(Point annotation dataset records)
►
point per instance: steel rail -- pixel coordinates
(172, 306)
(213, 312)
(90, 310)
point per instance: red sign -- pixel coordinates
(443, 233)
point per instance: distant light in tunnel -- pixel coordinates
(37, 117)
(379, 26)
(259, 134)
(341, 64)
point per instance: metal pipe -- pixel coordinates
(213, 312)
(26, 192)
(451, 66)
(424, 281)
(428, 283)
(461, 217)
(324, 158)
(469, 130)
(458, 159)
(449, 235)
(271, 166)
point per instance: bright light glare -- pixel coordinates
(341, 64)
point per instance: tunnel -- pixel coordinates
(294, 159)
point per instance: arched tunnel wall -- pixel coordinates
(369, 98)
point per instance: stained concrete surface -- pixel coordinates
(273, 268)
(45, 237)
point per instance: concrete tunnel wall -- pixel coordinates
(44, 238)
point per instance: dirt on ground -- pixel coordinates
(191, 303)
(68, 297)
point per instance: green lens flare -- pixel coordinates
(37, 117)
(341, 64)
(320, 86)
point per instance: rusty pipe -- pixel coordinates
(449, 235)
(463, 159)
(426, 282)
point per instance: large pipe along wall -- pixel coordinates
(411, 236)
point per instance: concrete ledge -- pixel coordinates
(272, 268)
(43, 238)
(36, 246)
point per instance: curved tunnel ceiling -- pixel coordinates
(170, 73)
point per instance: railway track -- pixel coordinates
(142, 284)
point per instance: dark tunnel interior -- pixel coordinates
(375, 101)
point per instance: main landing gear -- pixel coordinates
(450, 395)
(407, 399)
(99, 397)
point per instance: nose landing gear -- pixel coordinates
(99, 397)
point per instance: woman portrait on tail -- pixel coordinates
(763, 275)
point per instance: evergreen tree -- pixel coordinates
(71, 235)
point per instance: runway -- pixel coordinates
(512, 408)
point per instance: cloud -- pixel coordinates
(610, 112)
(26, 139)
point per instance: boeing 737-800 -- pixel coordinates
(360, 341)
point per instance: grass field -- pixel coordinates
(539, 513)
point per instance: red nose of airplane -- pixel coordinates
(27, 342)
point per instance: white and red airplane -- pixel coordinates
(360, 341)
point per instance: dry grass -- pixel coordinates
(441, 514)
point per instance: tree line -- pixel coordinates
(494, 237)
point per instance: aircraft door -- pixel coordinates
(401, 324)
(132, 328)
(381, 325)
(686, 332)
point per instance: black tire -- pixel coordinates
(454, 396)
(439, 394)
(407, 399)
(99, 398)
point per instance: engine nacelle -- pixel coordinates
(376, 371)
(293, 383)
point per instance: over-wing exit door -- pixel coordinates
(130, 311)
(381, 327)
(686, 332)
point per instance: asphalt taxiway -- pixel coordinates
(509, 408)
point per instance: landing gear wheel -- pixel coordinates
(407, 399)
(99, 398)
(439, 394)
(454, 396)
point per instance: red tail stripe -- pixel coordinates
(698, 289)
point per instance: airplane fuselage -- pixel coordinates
◄
* Problem to work on: Print every line of the records exactly. Omit nothing.

* Task answer:
point per instance: steel rail -- pixel coordinates
(172, 306)
(213, 312)
(90, 310)
point per instance: red sign -- pixel coordinates
(443, 233)
point per instance: distant light in tunnel -- pixel coordinates
(37, 117)
(379, 26)
(259, 134)
(341, 64)
point per instance: metal pipe -- pixel coordinates
(213, 312)
(26, 192)
(451, 66)
(424, 281)
(428, 283)
(461, 217)
(324, 158)
(469, 130)
(458, 159)
(449, 235)
(271, 166)
point per instance: bright light glare -- pixel coordinates
(341, 64)
point per instance: tunnel -- pixel coordinates
(294, 159)
point per instance: arched tunnel wall -- pixel coordinates
(369, 98)
point per instance: stained concrete surface -- pixel coordinates
(273, 268)
(45, 237)
point per instance: concrete tunnel wall -- pixel coordinates
(44, 238)
point per instance: dirt on ground -- pixel coordinates
(191, 303)
(68, 297)
point per instance: green lens flare -- pixel coordinates
(37, 117)
(341, 64)
(320, 86)
point per instance: rusty pipe -- pixel coordinates
(449, 235)
(463, 159)
(426, 282)
point per instance: large pipe along wall -- pixel coordinates
(411, 236)
point per instance: concrete ledge -- pixel coordinates
(272, 268)
(43, 238)
(36, 246)
point per instance: curved tunnel ceiling -- pixel coordinates
(170, 73)
point per instance: railway track -- pixel coordinates
(142, 284)
point per instance: dark tunnel interior -- pixel coordinates
(375, 101)
point per instance: main landing gear -- pixel coordinates
(450, 395)
(407, 399)
(99, 397)
point per instance: nose landing gear -- pixel coordinates
(99, 397)
point per instance: woman portrait on tail -- pixel coordinates
(763, 275)
point per instance: evergreen tree -- pixel coordinates
(71, 235)
point per instance: runway -- pixel coordinates
(512, 408)
point per instance: cloud -- pixel coordinates
(610, 112)
(26, 139)
point per instance: boeing 737-800 -- pixel coordinates
(360, 341)
point per instance: grass field -- pixel coordinates
(539, 513)
point per instance: red nose of airplane -- pixel coordinates
(27, 342)
point per instance: white and red airplane -- pixel coordinates
(360, 341)
point per instance: dry grass -- pixel coordinates
(441, 514)
point per instance: tree line -- pixel coordinates
(494, 237)
point per instance: aircraft door -- pixel coordinates
(401, 324)
(132, 328)
(381, 325)
(686, 332)
point per instance: black tire -- pixel coordinates
(454, 396)
(439, 394)
(407, 399)
(99, 398)
point per instance: engine nacelle -- pixel coordinates
(376, 371)
(293, 383)
point per instance: over-wing exit door -- pixel coordinates
(130, 311)
(381, 327)
(686, 332)
point per instance: asphalt taxiway -- pixel coordinates
(509, 408)
point per instance: landing gear wheel -- pixel coordinates
(407, 399)
(99, 398)
(439, 394)
(454, 396)
point per instance: red tail stripe -- pixel coordinates
(698, 289)
point per instance: airplane fuselage -- pixel coordinates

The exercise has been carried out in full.